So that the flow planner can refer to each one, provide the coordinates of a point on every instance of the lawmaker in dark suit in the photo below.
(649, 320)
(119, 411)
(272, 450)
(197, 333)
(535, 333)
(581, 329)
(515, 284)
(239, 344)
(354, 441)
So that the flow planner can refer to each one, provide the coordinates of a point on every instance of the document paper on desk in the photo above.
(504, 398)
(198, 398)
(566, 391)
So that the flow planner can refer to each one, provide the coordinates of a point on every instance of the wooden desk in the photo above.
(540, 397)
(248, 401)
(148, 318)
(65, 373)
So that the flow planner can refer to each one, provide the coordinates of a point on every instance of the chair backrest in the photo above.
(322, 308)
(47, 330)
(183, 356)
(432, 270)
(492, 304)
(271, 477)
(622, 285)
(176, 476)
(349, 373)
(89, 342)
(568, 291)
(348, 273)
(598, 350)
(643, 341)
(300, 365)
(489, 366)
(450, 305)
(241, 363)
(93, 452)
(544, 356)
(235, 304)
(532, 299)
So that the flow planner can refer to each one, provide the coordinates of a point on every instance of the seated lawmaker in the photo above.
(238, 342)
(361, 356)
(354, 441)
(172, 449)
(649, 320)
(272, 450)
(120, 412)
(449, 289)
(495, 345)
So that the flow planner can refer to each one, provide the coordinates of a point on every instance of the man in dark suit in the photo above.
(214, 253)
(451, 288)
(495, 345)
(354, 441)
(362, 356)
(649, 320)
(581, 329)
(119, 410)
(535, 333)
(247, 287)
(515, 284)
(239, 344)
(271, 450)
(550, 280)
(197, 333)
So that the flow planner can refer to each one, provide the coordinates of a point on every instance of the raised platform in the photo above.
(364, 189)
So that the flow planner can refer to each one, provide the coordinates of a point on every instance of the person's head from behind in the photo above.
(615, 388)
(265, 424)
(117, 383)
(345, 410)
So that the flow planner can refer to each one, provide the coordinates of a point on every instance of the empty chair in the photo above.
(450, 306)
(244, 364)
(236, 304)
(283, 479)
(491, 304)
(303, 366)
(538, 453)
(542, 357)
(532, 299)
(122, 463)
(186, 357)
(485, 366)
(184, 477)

#### EXERCISE
The line containing "suit in the photo above." and all lines after it, through the end of the entries above, are to be returned exactly and alone.

#### EXERCISE SOLUTION
So that the flow planner can refer to each one, provide the coordinates of a point on every instance of the man in dark suit in the photo above.
(214, 253)
(451, 288)
(495, 345)
(354, 441)
(362, 356)
(649, 320)
(581, 329)
(119, 410)
(535, 333)
(247, 287)
(515, 284)
(239, 344)
(271, 450)
(550, 280)
(197, 333)
So that the flow planner can refer to each one, provide the coordinates of a point on every instance of the raised platform in the photo above.
(364, 189)
So that the flow planner can refer to each one, provide the coordinates of a point on every instance of the person's head from behind in the photo above.
(615, 388)
(265, 424)
(117, 383)
(345, 410)
So that the flow planner can refer to each one, provide the coordinates of a point on every instance of the empty chair in the photo above.
(450, 306)
(244, 364)
(236, 304)
(283, 479)
(491, 304)
(303, 366)
(538, 453)
(542, 357)
(532, 299)
(122, 463)
(186, 357)
(485, 366)
(184, 477)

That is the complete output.